### WHAT THIS TASK INVOLVES
Report the lines of the material that carry the string "background".
§
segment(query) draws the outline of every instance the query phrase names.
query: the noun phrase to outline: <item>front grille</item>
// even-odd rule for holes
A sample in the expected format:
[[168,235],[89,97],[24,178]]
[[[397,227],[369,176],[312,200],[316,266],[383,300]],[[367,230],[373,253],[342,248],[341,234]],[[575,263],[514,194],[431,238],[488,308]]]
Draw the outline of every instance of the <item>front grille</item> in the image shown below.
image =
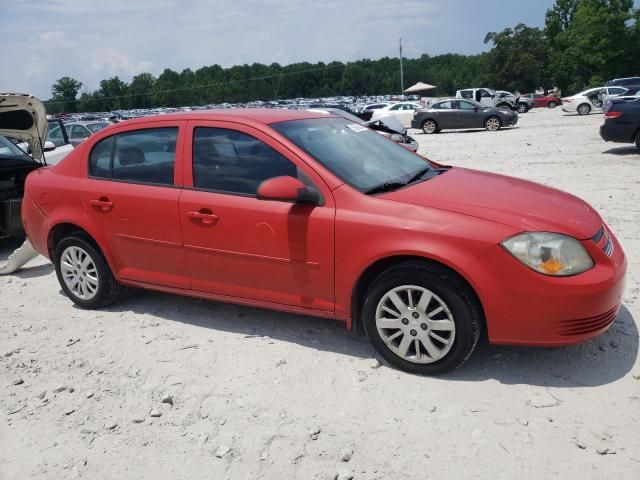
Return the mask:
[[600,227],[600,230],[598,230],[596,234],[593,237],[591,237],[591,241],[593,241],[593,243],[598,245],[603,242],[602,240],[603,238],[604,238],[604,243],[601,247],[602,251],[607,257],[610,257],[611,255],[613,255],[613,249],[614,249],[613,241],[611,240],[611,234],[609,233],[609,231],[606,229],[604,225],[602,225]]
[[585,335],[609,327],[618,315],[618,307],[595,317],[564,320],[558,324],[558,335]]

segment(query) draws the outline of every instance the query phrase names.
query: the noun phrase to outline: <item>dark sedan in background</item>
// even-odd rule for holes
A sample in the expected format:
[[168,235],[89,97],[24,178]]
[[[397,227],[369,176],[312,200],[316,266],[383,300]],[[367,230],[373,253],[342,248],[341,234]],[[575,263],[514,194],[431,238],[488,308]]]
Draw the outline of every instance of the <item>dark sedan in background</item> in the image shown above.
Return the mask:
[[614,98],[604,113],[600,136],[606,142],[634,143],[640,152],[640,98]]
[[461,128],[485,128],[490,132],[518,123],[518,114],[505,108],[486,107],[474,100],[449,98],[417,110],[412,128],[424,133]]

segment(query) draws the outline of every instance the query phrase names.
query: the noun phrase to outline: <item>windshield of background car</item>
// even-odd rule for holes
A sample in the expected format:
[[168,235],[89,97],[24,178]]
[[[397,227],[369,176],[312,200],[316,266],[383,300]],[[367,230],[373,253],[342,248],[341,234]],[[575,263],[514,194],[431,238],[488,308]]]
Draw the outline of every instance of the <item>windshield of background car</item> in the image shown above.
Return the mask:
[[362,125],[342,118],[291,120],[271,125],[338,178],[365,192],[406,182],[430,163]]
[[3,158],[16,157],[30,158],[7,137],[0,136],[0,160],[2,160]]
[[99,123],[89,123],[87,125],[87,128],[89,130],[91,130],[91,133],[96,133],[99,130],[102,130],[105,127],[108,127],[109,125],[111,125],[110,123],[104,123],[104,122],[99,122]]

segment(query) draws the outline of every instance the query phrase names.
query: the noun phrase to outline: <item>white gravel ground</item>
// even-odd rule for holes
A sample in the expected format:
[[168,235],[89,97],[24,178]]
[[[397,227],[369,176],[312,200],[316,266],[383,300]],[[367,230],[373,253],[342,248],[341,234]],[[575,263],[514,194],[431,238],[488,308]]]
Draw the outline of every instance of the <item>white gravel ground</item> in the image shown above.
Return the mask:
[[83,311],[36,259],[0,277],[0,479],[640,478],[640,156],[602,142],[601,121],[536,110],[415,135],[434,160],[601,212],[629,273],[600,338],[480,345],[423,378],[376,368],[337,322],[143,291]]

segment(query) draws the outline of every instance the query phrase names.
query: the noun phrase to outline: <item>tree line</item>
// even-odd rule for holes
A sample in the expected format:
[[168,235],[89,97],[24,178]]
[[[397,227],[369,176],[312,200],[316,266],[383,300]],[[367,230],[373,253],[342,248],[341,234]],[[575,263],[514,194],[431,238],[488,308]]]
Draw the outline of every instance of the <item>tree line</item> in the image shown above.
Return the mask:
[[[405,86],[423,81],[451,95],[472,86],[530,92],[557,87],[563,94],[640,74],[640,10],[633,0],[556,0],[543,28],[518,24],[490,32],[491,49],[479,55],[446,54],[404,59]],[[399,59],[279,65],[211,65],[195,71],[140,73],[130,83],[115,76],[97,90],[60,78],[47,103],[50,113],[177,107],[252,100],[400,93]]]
§
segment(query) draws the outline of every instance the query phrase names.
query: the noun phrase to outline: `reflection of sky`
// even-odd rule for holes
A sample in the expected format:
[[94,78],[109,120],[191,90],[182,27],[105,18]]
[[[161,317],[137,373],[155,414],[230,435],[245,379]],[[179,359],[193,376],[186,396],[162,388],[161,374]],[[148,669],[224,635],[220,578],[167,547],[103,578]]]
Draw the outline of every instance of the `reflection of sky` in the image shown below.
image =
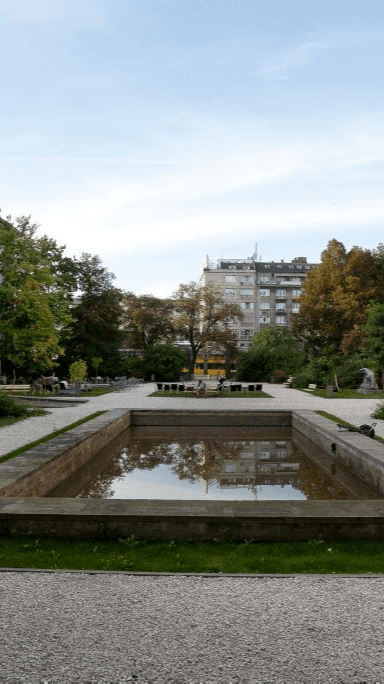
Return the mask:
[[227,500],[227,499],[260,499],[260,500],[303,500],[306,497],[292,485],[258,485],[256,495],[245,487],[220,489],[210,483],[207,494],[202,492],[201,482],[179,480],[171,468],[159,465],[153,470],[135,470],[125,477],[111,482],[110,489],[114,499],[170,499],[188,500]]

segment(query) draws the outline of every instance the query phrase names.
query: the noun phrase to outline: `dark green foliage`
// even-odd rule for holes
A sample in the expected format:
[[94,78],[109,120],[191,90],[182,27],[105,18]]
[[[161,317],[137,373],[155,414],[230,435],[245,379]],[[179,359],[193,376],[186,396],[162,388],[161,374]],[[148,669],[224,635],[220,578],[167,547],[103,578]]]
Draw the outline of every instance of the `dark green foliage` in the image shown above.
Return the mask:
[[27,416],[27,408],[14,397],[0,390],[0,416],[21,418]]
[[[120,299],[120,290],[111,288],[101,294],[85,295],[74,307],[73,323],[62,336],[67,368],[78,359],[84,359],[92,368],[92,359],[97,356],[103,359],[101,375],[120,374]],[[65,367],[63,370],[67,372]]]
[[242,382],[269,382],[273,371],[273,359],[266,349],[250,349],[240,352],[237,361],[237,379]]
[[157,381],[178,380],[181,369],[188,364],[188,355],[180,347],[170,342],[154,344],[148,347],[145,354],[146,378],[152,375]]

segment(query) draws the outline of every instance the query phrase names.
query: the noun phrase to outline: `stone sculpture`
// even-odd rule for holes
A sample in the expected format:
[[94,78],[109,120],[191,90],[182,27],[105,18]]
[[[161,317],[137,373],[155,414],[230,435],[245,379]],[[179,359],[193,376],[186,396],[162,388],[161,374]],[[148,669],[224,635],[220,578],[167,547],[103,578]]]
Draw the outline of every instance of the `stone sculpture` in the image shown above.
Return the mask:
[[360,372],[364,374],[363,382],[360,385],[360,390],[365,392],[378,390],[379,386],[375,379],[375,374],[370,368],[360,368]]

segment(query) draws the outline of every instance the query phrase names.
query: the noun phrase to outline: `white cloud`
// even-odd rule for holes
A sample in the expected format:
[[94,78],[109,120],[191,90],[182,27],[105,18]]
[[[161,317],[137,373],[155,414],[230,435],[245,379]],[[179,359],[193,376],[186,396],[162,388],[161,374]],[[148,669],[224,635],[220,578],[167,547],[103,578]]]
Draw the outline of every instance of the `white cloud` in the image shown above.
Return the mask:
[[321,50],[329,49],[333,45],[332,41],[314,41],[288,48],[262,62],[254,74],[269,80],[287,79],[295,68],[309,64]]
§
### REPLY TO THE EXERCISE
query: the noun phrase to outline: <item>dark sedan in background</item>
Draw the outline of every instance of the <item>dark sedan in background</item> in the image shown above.
query: the noun phrase to outline: <item>windshield of background car</item>
Draw the outline of every instance of the <item>windshield of background car</item> in the image shown above.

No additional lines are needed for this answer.